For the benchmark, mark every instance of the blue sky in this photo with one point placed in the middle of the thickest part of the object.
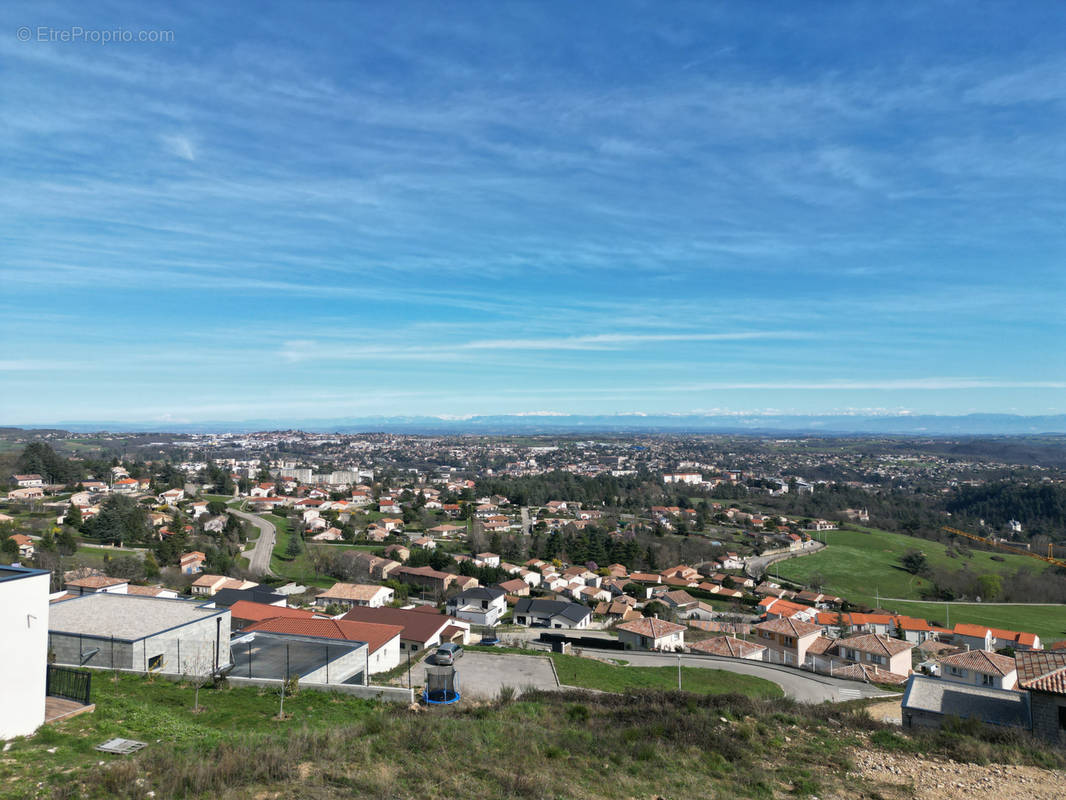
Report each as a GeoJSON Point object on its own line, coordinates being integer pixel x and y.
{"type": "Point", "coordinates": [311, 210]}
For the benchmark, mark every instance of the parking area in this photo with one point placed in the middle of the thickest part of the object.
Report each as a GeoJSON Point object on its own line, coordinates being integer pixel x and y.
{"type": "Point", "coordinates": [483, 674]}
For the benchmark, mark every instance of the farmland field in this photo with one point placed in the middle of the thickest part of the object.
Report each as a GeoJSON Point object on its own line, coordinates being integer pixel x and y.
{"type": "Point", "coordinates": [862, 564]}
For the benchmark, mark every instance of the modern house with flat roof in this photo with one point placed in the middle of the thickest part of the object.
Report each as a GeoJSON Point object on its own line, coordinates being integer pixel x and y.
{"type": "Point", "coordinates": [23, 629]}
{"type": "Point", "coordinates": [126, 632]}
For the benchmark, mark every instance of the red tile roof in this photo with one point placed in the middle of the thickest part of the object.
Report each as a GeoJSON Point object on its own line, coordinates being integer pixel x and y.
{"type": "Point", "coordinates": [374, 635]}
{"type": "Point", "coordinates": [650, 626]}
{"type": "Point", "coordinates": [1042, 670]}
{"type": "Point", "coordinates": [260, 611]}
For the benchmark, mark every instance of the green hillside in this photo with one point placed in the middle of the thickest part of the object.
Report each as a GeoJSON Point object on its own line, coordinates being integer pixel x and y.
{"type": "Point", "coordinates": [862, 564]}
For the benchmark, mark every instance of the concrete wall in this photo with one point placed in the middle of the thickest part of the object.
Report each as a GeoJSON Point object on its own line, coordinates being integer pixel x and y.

════

▸ Problem to solve: Write the lines out exactly, from the one with "For the benchmark, mark every instance of the red" down to the last line of the listing, and leave out all others.

▸ Result of this task:
For the benchmark, mark every instance of the red tile roof in this photo with one point placed in the middle of the thickest part of the object.
Report each as a GeoJSON Point object on its own line, coordinates being integer pixel x and y.
{"type": "Point", "coordinates": [374, 635]}
{"type": "Point", "coordinates": [650, 626]}
{"type": "Point", "coordinates": [1042, 670]}
{"type": "Point", "coordinates": [260, 611]}
For the benchmark, mark every instance of the green hillside in this photo with one point placed in the middle of the thickest part of the object.
Report each as a GeoJSON Point object on its own line, coordinates being integer pixel x and y.
{"type": "Point", "coordinates": [862, 564]}
For the benchmark, mark every instance of the concrete wall in this photo with one point placed in the middle of the thickest part of the object.
Report each as a GeoJSON Point object on its own line, coordinates being integer pixel x and y.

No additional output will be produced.